* BEGIN Document passage *
Friday 31 October 2014

Oh, DO be vague!

On a recent trip involving Frankfurt airport, I was convinced for a moment or two that David Beckham was launching yet another male fragrance, from the posters featuring his still boyish good looks and a square blue bottle. However, on closer inspection, I was taken aback to see the word "Haig." David Beckham is the so-called "Brand Partner" for a new whisky brand from drinks giant Diageo, called Haig Club.

I remember Haig whisky from the slogan "Don't be Vague ask for Haig." I seem to recall beermats with this slogan in my parents' cocktail cabinet, amid the bottles of Bols and Gordons. The whisky market has been in need of resuscitation in the UK for as long as I can remember and I expect that the launch of Haig Club is Diageo's bash at doing just that. But I'm not really sure that it's the right way of going about it.

There's a film commercial shot by the inevitable Guy Ritchie, featuring Beckham and his jet-set pals swanning around Scotland and other exotic locations in kilts and beards.



I can't say I am convinced about David Beckham as a "Brand Partner" for this launch. I am sure that most people would not go further than the assumption that he's launching a new fragrance. Beckham is fine for anything to do with football, fashion and perfume, but whisky? Couldn't they have found someone, um ... Scottish?
* END Document passage *
> **Problem description**:
Please sum up the post on David Beckham and Haig Club whisky in two sentences.
* BEGIN Excerpted records *
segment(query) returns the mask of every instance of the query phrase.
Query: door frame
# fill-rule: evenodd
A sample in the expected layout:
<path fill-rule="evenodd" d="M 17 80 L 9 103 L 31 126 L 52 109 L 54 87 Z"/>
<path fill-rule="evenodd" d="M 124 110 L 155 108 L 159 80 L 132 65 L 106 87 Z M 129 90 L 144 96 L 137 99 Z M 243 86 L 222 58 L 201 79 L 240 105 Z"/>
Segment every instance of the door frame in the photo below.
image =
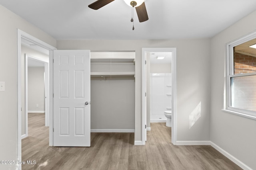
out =
<path fill-rule="evenodd" d="M 145 145 L 146 140 L 147 129 L 145 125 L 147 124 L 146 98 L 146 54 L 150 52 L 172 52 L 172 143 L 176 145 L 176 48 L 142 48 L 142 144 Z M 148 62 L 149 62 L 148 61 Z"/>
<path fill-rule="evenodd" d="M 52 93 L 52 56 L 53 50 L 57 49 L 39 39 L 17 29 L 17 159 L 21 161 L 21 39 L 24 38 L 33 42 L 38 45 L 46 49 L 49 51 L 49 94 Z M 49 98 L 49 139 L 50 146 L 52 145 L 52 96 L 50 95 Z M 21 169 L 21 164 L 18 165 L 18 169 Z"/>
<path fill-rule="evenodd" d="M 38 59 L 33 56 L 28 55 L 25 54 L 25 131 L 26 136 L 23 137 L 22 139 L 28 136 L 28 60 L 29 58 L 33 60 L 36 60 L 42 63 L 43 63 L 44 64 L 44 90 L 45 90 L 45 126 L 49 126 L 49 63 L 43 60 Z"/>

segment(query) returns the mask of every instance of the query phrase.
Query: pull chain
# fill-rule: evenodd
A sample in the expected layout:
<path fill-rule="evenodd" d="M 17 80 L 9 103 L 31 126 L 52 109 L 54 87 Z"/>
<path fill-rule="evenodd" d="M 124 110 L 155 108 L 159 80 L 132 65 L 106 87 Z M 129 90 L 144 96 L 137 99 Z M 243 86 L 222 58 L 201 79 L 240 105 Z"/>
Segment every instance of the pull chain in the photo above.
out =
* END Excerpted records *
> **Solution for this problem**:
At Frankfurt airport, the writer briefly mistook posters of David Beckham with a square blue bottle for a fragrance ad, then found they promoted Haig Club, a new whisky from Diageo with Beckham as its "Brand Partner." Recalling the old "Don't be Vague ask for Haig" slogan, the writer sees the launch as Diageo's bid to revive the UK whisky market but doubts the approach and the choice of Beckham, asking whether someone Scottish could have been found.